§ **JOB**: Gather each line of the listing that contains the string "type".

Position identification listing
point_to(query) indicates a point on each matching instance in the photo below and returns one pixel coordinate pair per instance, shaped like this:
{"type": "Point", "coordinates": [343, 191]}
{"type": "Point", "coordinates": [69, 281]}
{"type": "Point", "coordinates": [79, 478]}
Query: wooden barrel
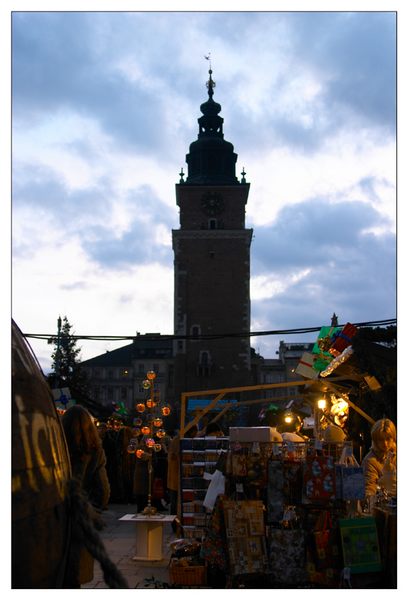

§ **EXERCISE SOLUTION**:
{"type": "Point", "coordinates": [343, 191]}
{"type": "Point", "coordinates": [69, 281]}
{"type": "Point", "coordinates": [79, 478]}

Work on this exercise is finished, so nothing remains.